## WHAT NEEDS TO BE DONE
Please quote every one of the rows below word for word, leaving out the pictures.

## EXCERPTED RECORDS
---+---
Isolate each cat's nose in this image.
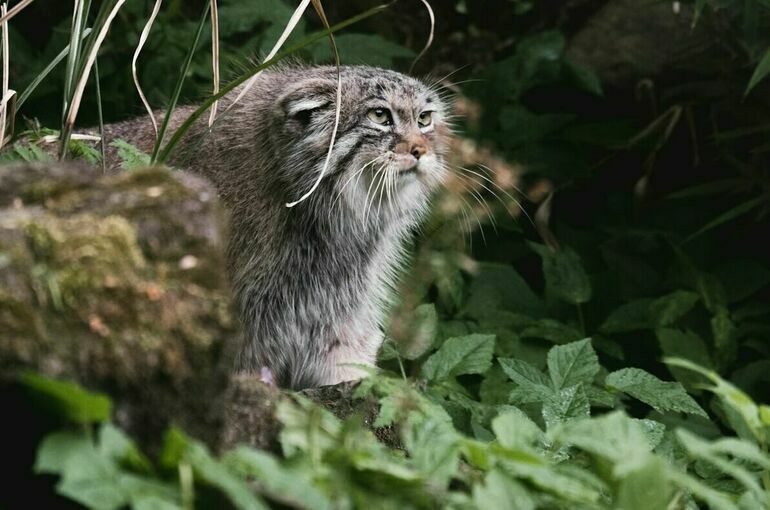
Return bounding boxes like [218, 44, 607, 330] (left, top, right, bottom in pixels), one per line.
[409, 142, 428, 159]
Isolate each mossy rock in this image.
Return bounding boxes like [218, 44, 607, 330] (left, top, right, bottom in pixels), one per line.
[0, 164, 237, 442]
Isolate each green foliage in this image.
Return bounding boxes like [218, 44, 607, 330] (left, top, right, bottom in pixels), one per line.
[35, 366, 770, 509]
[110, 139, 150, 170]
[6, 0, 770, 509]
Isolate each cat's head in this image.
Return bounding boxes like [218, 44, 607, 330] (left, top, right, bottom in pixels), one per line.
[275, 66, 450, 222]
---+---
## SOLUTION BELOW
Isolate each cat's nose in this image.
Return bounding boxes like [218, 44, 607, 330] (left, top, right, bottom in pixels), one per line.
[409, 142, 428, 159]
Isolate each mossy rock in this image.
Return bounding boxes like [218, 44, 607, 330] (left, top, right, bottom in pixels), one per line.
[0, 164, 237, 442]
Isolate each green foliage in this image.
Return bounding boxes like [218, 44, 607, 330] (left, top, right, bottom in pixels), one per line.
[35, 366, 770, 509]
[110, 139, 150, 170]
[6, 0, 770, 509]
Isolate each cat's head in this image.
Return bounding boxes like [218, 44, 607, 330] (left, top, right, bottom in pixels), one per line.
[275, 66, 450, 222]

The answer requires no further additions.